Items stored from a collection

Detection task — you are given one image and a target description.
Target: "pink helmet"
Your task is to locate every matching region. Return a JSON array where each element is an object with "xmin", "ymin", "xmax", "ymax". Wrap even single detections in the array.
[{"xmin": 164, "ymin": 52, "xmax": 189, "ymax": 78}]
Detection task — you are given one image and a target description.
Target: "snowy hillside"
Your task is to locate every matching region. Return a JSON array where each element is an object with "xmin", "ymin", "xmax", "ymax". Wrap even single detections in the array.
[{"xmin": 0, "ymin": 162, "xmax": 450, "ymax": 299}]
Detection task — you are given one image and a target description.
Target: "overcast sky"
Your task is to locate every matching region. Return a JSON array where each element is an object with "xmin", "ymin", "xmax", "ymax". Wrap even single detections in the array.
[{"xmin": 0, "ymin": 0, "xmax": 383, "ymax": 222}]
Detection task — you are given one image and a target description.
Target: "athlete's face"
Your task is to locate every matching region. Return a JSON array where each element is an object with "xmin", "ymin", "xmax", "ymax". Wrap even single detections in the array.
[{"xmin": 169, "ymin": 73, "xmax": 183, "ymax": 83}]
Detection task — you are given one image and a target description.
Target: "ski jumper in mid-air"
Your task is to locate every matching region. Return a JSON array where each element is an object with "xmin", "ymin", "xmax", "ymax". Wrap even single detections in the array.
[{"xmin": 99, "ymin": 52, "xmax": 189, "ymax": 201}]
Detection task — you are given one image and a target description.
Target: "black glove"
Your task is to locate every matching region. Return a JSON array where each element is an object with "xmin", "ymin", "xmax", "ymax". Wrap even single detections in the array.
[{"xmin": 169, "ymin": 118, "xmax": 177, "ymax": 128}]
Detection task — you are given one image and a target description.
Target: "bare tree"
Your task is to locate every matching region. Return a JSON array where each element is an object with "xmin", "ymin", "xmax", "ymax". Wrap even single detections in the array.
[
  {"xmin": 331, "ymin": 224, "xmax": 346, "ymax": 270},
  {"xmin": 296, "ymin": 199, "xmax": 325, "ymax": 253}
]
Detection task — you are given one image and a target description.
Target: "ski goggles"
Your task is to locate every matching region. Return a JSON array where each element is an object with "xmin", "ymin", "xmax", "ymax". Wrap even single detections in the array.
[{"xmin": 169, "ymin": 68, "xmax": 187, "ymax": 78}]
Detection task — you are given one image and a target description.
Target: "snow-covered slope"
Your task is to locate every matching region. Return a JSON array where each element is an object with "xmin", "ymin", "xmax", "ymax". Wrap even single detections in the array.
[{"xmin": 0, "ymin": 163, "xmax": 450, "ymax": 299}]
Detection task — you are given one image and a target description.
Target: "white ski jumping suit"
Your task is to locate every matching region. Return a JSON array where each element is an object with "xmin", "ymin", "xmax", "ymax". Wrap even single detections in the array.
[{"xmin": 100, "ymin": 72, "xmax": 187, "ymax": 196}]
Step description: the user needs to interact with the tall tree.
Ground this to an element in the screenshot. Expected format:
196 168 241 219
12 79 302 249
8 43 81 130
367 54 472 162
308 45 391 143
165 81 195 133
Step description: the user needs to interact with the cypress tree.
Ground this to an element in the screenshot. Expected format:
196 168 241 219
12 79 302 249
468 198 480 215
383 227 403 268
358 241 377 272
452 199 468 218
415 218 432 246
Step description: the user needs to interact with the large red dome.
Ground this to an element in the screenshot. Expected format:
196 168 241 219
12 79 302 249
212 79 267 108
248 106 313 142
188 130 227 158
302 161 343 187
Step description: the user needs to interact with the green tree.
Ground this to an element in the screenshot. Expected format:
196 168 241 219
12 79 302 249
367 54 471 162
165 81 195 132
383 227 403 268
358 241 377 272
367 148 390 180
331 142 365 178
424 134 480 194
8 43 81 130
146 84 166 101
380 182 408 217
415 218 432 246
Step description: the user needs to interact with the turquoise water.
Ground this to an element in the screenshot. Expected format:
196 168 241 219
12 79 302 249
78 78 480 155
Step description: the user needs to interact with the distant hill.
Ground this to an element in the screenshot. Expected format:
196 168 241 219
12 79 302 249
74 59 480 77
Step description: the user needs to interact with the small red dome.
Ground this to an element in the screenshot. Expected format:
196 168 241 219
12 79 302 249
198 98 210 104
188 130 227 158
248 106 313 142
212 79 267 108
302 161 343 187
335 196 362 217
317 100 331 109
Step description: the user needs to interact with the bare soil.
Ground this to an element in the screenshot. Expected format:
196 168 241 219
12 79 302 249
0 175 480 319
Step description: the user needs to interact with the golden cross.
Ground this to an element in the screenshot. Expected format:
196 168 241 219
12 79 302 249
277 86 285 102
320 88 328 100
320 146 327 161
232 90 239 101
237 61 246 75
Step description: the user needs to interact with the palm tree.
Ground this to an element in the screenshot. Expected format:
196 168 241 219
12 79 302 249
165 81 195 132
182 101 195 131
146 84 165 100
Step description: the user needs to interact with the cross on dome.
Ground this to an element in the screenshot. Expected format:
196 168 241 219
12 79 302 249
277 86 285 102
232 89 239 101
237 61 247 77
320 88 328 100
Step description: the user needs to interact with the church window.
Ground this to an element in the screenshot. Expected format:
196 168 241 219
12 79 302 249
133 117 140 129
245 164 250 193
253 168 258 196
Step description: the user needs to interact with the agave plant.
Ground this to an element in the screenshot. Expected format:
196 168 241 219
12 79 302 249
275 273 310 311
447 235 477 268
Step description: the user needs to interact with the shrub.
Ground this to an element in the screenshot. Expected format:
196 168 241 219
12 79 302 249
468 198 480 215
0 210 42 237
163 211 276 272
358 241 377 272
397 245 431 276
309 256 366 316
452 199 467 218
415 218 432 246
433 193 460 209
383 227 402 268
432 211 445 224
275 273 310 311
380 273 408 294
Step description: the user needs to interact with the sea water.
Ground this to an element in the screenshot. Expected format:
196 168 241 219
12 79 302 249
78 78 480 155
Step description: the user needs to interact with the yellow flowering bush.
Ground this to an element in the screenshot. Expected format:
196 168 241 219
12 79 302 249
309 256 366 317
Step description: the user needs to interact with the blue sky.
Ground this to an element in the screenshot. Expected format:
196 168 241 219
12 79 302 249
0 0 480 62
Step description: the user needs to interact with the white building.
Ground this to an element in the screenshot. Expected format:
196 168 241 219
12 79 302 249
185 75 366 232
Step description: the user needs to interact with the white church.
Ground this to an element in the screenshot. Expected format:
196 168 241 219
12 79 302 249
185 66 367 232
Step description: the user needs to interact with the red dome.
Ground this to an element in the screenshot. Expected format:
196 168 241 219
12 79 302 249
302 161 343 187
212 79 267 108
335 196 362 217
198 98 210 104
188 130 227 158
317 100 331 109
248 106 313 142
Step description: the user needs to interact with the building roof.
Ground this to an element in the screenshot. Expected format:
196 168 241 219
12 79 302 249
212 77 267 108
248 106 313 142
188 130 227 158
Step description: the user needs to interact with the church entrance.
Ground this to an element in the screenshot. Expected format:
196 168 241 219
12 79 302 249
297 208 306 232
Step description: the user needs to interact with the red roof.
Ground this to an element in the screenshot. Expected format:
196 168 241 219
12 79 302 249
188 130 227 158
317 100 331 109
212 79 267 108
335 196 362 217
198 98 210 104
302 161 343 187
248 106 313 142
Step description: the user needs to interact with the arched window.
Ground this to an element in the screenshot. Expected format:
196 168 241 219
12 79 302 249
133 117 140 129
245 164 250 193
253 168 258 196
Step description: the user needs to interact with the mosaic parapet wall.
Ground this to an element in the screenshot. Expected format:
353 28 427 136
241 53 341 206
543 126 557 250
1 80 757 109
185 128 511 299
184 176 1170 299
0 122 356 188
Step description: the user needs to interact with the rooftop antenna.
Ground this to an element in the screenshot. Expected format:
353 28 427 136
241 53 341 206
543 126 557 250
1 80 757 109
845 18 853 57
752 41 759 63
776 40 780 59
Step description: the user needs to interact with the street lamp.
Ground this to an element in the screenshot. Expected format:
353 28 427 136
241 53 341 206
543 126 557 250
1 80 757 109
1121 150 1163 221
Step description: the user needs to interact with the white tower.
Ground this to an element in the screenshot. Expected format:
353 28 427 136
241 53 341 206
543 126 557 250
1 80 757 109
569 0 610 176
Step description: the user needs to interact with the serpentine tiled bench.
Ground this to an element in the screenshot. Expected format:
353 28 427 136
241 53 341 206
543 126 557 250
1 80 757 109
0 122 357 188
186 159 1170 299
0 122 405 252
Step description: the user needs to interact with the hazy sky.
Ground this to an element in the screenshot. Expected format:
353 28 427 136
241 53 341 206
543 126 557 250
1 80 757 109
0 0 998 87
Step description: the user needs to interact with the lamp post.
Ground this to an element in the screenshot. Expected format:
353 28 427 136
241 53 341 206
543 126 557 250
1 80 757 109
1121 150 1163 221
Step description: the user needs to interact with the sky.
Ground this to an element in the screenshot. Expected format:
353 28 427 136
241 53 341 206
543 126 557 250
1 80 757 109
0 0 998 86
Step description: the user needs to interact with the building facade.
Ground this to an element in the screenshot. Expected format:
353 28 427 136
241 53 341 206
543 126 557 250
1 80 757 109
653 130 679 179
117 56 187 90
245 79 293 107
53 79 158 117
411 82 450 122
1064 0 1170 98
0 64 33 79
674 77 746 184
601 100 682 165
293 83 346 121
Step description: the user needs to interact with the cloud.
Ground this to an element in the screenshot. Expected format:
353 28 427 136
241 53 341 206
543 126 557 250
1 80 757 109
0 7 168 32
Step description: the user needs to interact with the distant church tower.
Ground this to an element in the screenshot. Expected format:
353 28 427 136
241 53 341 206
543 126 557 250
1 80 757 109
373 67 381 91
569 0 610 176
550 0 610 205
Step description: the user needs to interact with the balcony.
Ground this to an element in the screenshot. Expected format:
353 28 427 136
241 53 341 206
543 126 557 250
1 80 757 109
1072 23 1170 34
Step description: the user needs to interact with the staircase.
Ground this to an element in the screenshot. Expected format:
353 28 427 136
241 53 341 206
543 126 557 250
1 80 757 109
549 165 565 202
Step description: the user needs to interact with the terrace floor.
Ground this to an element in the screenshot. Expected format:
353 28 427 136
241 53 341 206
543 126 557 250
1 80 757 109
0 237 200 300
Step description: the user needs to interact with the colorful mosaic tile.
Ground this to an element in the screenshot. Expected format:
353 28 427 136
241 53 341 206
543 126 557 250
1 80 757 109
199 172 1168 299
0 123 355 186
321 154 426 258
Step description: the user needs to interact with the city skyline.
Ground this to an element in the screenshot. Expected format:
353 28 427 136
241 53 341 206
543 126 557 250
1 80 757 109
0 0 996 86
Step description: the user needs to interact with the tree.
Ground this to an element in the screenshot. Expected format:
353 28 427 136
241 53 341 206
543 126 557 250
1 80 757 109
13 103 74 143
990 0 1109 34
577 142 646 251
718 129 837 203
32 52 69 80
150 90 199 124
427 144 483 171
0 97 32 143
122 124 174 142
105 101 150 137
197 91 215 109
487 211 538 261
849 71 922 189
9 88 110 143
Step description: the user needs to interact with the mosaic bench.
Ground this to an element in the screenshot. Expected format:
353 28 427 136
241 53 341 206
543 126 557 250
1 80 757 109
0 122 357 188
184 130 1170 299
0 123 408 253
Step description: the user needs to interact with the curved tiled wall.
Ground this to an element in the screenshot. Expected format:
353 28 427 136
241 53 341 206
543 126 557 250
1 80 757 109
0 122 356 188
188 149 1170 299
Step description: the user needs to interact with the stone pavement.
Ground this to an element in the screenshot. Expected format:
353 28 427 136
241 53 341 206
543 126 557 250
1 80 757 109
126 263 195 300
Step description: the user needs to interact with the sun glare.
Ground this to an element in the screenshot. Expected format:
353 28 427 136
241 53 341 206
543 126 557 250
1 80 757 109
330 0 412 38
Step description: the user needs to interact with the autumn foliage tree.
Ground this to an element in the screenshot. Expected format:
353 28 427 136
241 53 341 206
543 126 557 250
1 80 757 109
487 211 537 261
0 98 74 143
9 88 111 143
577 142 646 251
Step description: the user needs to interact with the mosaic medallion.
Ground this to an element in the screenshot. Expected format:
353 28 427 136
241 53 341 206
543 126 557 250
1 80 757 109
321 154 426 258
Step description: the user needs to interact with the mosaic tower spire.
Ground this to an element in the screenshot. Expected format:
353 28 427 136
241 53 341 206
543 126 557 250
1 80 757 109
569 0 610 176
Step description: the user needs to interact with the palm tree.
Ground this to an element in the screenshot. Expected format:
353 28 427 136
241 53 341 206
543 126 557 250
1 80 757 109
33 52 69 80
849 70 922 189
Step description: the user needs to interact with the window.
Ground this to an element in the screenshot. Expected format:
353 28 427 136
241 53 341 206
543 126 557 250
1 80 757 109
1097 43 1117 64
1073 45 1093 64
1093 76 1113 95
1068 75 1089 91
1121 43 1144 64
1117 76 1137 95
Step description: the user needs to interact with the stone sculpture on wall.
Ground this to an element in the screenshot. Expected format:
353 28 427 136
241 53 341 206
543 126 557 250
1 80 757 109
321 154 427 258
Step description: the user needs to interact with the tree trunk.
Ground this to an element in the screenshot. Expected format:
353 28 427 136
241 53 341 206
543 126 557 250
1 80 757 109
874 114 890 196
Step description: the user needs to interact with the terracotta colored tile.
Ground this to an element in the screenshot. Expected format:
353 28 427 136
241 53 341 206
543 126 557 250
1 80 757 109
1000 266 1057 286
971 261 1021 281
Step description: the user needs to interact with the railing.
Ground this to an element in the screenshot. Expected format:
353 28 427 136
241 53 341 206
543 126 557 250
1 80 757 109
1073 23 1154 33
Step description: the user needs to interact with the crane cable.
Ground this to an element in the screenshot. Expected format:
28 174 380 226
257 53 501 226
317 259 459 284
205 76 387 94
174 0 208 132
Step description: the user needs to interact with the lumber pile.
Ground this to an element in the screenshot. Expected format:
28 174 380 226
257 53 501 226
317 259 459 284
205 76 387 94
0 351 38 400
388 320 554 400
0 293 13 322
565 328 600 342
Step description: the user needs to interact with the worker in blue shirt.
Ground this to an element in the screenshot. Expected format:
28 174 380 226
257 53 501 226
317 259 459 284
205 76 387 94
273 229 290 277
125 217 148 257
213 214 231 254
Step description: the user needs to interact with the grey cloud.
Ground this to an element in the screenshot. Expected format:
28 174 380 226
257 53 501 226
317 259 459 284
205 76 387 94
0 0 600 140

**Task prompt:** Render the stretch from the line containing "Step description: the user needs to interact with the staircase." through the line containing "0 237 200 300" as a JSON list of strings, with one string per line and blank lines omitted.

**Exercise result:**
[
  "Step description: the user needs to interact with the staircase.",
  "Ground this to an element in the screenshot. Expected format:",
  "353 28 427 136",
  "241 53 341 206",
  "543 126 557 250",
  "1 80 757 109",
  "549 165 565 202",
  "Step description: the user needs to interact with the terrace floor.",
  "Ground this to an element in the screenshot. Expected format:",
  "353 28 427 136",
  "241 53 341 206",
  "543 126 557 250",
  "1 80 757 109",
  "0 237 200 300"
]